**Task a**
Reproduce the filing excerpt on the sale of Eagle word for word.
[START Text]
ITEM 2.  ACQUISITION OR DISPOSITION OF ASSETS

On May 6, 2002, the Company completed the sale of substantially all the assets
of its wholly owned subsidiary, Eagle & Taylor Company d/b/a/ Eagle Window &
Door, Inc. ("Eagle") to a company controlled by Linsalata Capital Partners
("Linsalata") for $64.7 million and the assumption of certain liabilities.


ITEM 7.  FINANCIAL STATEMENTS AND EXHIBITS

(a)  FINANCIAL STATEMENTS OF BUSINESSES ACQUIRED

     Not Applicable

(b)  PRO-FORMA FINANCIAL INFORMATION

     Pursuant to Article 11 of Regulation S-X (a) (4), Pro forma financial
     information shall be furnished if disposition of a significant portion of a
     business either by sale, abandonment or distribution to shareholders by
     means of a spin-off, split-up or split-off has occurred or is probable and
     such disposition is not fully reflected in the financial statements of the
     registrant included in the filing.

     The Company adopted the provisions of Financial Accounting Standards Board
     (FASB) Statement of Financial Accounting Standards (SFAS) No. 144,
     "Accounting for the Impairment of or Disposal of Long-Lived Assets"
     effective January 1, 2001. In conjunction with the adoption of SFAS No.
     144, the Company classified the results of the operations of Eagle as
     discontinued operations in its annual report on Form 10K as of and for the
     year ended December 31, 2001 filed May 22, 2002. The Company believes such
     presentation fully reflects the effect of the sale of Eagle in the
     financial statements; therefore, no pro-forma financial information need be
     filed.
[END Text]
[START Material for this exercise]
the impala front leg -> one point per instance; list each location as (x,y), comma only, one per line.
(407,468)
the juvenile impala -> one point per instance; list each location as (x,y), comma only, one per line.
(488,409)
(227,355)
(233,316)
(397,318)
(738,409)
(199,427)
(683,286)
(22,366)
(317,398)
[END Material for this exercise]
**Task b**
Rewrite the stretch of the listing from the line containing "the juvenile impala" through the end of the listing, keeping each request line and shifting every point coordinate in the answers up by 90.

**Finished answer a**
ITEM 2.  ACQUISITION OR DISPOSITION OF ASSETS

On May 6, 2002, the Company completed the sale of substantially all the assets
of its wholly owned subsidiary, Eagle & Taylor Company d/b/a/ Eagle Window &
Door, Inc. ("Eagle") to a company controlled by Linsalata Capital Partners
("Linsalata") for $64.7 million and the assumption of certain liabilities.


ITEM 7.  FINANCIAL STATEMENTS AND EXHIBITS

(a)  FINANCIAL STATEMENTS OF BUSINESSES ACQUIRED

     Not Applicable

(b)  PRO-FORMA FINANCIAL INFORMATION

     Pursuant to Article 11 of Regulation S-X (a) (4), Pro forma financial
     information shall be furnished if disposition of a significant portion of a
     business either by sale, abandonment or distribution to shareholders by
     means of a spin-off, split-up or split-off has occurred or is probable and
     such disposition is not fully reflected in the financial statements of the
     registrant included in the filing.

     The Company adopted the provisions of Financial Accounting Standards Board
     (FASB) Statement of Financial Accounting Standards (SFAS) No. 144,
     "Accounting for the Impairment of or Disposal of Long-Lived Assets"
     effective January 1, 2001. In conjunction with the adoption of SFAS No.
     144, the Company classified the results of the operations of Eagle as
     discontinued operations in its annual report on Form 10K as of and for the
     year ended December 31, 2001 filed May 22, 2002. The Company believes such
     presentation fully reflects the effect of the sale of Eagle in the
     financial statements; therefore, no pro-forma financial information need be
     filed.

**Finished answer b**
the juvenile impala -> one point per instance; list each location as (x,y), comma only, one per line.
(578,499)
(317,445)
(323,406)
(487,408)
(828,499)
(289,517)
(773,376)
(112,456)
(407,488)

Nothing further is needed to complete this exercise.